** BEGIN **

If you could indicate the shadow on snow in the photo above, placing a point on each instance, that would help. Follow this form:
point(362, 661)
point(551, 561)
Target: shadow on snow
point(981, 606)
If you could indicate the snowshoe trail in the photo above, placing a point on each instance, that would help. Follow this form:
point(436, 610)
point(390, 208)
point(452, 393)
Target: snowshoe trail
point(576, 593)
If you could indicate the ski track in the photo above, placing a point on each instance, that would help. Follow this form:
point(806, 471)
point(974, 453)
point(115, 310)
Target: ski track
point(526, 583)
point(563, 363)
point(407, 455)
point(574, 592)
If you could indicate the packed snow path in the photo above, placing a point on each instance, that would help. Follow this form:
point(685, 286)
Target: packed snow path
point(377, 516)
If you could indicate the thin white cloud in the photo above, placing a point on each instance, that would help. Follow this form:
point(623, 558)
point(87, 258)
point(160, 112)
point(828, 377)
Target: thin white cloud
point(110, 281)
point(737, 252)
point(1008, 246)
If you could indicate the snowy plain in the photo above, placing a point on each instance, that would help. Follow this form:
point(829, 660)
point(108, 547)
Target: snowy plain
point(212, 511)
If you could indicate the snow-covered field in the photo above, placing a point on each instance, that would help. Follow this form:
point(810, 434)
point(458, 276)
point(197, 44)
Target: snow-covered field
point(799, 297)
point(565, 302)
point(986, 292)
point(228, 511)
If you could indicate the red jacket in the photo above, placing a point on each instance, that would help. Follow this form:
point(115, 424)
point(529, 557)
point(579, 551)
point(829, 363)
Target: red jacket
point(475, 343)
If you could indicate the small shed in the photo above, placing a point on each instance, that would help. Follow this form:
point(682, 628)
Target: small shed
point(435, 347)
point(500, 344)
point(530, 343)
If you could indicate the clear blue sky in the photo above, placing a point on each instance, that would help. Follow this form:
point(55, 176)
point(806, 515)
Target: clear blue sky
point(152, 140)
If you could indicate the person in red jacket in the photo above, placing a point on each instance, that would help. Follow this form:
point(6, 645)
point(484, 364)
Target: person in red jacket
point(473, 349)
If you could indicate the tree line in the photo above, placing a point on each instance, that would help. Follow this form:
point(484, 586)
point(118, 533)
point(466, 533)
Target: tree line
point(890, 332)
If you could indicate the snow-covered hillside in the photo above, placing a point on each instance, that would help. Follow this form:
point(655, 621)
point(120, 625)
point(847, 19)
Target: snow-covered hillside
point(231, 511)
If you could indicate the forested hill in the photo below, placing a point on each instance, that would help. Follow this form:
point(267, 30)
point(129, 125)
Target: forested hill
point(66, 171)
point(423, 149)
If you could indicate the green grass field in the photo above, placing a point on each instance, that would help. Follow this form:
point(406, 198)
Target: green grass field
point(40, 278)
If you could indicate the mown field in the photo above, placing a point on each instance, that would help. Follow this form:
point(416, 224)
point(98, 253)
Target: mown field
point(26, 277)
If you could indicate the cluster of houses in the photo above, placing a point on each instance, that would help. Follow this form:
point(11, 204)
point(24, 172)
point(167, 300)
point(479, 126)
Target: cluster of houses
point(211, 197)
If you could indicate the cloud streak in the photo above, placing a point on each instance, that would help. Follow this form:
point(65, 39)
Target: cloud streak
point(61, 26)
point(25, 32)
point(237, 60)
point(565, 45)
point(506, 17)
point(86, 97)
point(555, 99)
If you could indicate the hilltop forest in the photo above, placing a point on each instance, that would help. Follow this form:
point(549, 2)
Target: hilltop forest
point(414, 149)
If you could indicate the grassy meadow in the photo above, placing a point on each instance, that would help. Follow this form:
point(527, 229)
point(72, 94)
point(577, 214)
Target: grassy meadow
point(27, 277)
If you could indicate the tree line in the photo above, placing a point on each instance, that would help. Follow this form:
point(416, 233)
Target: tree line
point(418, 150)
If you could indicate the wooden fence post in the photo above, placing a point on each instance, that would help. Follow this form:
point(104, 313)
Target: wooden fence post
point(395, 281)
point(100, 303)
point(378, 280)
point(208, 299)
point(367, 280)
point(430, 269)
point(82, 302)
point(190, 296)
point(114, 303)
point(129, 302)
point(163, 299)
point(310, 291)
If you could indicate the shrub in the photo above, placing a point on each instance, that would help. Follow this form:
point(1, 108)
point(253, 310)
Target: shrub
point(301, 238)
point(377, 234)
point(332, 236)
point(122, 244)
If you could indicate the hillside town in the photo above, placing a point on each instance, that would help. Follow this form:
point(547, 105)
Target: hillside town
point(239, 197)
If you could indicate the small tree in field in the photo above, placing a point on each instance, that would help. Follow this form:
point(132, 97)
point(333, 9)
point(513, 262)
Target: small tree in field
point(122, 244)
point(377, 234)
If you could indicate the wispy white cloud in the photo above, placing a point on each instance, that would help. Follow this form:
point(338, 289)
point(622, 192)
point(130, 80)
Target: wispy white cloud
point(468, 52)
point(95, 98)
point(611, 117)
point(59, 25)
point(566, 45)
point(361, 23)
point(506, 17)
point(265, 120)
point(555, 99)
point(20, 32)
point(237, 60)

** END **

### [SHORT PROBLEM]
Please output the entire listing exactly as it stands.

### [SOLUTION TO THIS EXERCISE]
If you could indicate the shadow on snow in the photo above, placing a point on each instance, that would help. Follow this form:
point(362, 661)
point(551, 561)
Target: shadow on snow
point(981, 606)
If you could indicate the snowshoe trail in the photo above, placing a point on each instance, that would help. Follow this form:
point(436, 610)
point(390, 208)
point(452, 393)
Target: snowshoe trail
point(576, 593)
If you could indicate the ski track in the photo above, placing a point on each instance, that would help. Follow this form:
point(806, 471)
point(974, 453)
point(115, 310)
Target: ski track
point(526, 583)
point(563, 363)
point(407, 455)
point(574, 592)
If you could indicate the packed snow path in the photo above, placing a point on each instance, that would help. Follow this form:
point(685, 286)
Target: packed snow path
point(377, 516)
If you could indicate the thin white cloud in the photo above, placing a point on each instance, that would help. Follow this form:
point(623, 558)
point(87, 258)
point(160, 112)
point(828, 377)
Target: thin white cloud
point(110, 281)
point(737, 252)
point(1008, 246)
If you could indicate the snowy plain in the photo above, placing a point on each instance, that would help. Follow this form:
point(829, 660)
point(108, 547)
Target: snowy plain
point(212, 511)
If you could indicate the snow-covered field in the photo above, placing a point on each instance, that would help. Follow this form:
point(810, 434)
point(458, 276)
point(197, 44)
Target: snow-covered field
point(799, 297)
point(565, 302)
point(986, 292)
point(228, 511)
If you could indicate the red jacket in the photo above, placing a point on each instance, that would help. Follow this form:
point(115, 424)
point(529, 557)
point(579, 551)
point(829, 363)
Target: red jacket
point(475, 343)
If you could indicate the small shed in the photo above, placing a point on each instance, that would help. Follow this form:
point(682, 628)
Target: small shed
point(435, 347)
point(500, 344)
point(530, 343)
If you could indicate the clear blue sky in the photo above, placing a point on each instance, that would help. Follow this form:
point(55, 176)
point(806, 515)
Target: clear blue sky
point(152, 140)
If you could indicate the person in red jacket in the photo above, placing a point on each instance, that would help. Follow this form:
point(6, 645)
point(484, 364)
Target: person in red jacket
point(473, 349)
If you could indicate the tree line in the photo above, placing a point on each instance, that would help. Follow this form:
point(484, 586)
point(118, 533)
point(466, 533)
Target: tree line
point(890, 332)
If you could indicate the snow-covered hillside in the photo above, placing a point on each instance, that would help. Follow this form:
point(655, 621)
point(120, 625)
point(847, 19)
Target: snow-covered hillside
point(231, 511)
If you could indicate the forested hill in the photo below, placing a point on each instance, that would help. Follow this form:
point(267, 30)
point(129, 125)
Target: forested hill
point(66, 171)
point(423, 149)
If you could indicate the green grass field in the photo above, placing a point on each instance, that would help. Follow this form:
point(406, 198)
Target: green grass field
point(40, 278)
If you could indicate the mown field in the photo above, placing a point on each instance, that would help. Follow this form:
point(416, 224)
point(98, 253)
Target: mown field
point(26, 277)
If you could indicate the cluster of houses in the photo above, placing a point on each instance, that would help. Follow this form:
point(11, 204)
point(24, 172)
point(167, 300)
point(479, 126)
Target: cluster of houses
point(211, 197)
If you could indicate the cloud streak in the photo above, placing a point on each instance, that would help. Follow this form:
point(65, 39)
Target: cloud streak
point(61, 26)
point(25, 32)
point(237, 60)
point(565, 45)
point(506, 17)
point(86, 97)
point(555, 99)
If you could indicate the hilltop forest in the photo above, placing a point on each instance, that would help. Follow this form:
point(549, 2)
Target: hilltop forest
point(414, 149)
If you could indicate the grassy meadow in the photo above, placing a point on each instance, that would help. Follow this form:
point(527, 229)
point(72, 94)
point(577, 214)
Target: grassy meadow
point(27, 277)
If you could indicate the tree line in the photo above, placing a point on each instance, that would help. Follow this form:
point(416, 233)
Target: tree line
point(418, 150)
If you could indicate the wooden fence post in the photo above, placing a point on each instance, that would help. Follow this form:
point(104, 313)
Target: wooden fence post
point(395, 281)
point(100, 303)
point(378, 280)
point(208, 299)
point(367, 280)
point(430, 269)
point(82, 302)
point(190, 296)
point(114, 303)
point(129, 302)
point(163, 299)
point(310, 291)
If you could indicate the shrub in the photo above, placing a point on each instance, that would help. Follow this form:
point(1, 108)
point(253, 310)
Target: shrub
point(301, 238)
point(377, 234)
point(332, 236)
point(122, 244)
If you could indicate the hillside town in the photo above, placing a point on each instance, that would help. Follow this form:
point(547, 105)
Target: hillside town
point(239, 197)
If you could indicate the small tree in field in the photo above, placing a point on each instance, that would help. Follow this form:
point(132, 97)
point(333, 9)
point(513, 262)
Target: small tree in field
point(122, 244)
point(377, 234)
If you could indicate the wispy white cloud in the photo above, placing a point on each instance, that would help. Follow this form:
point(338, 289)
point(622, 192)
point(130, 80)
Target: wispy white cloud
point(468, 52)
point(95, 98)
point(611, 117)
point(59, 25)
point(566, 45)
point(361, 23)
point(506, 17)
point(265, 120)
point(555, 99)
point(20, 32)
point(237, 60)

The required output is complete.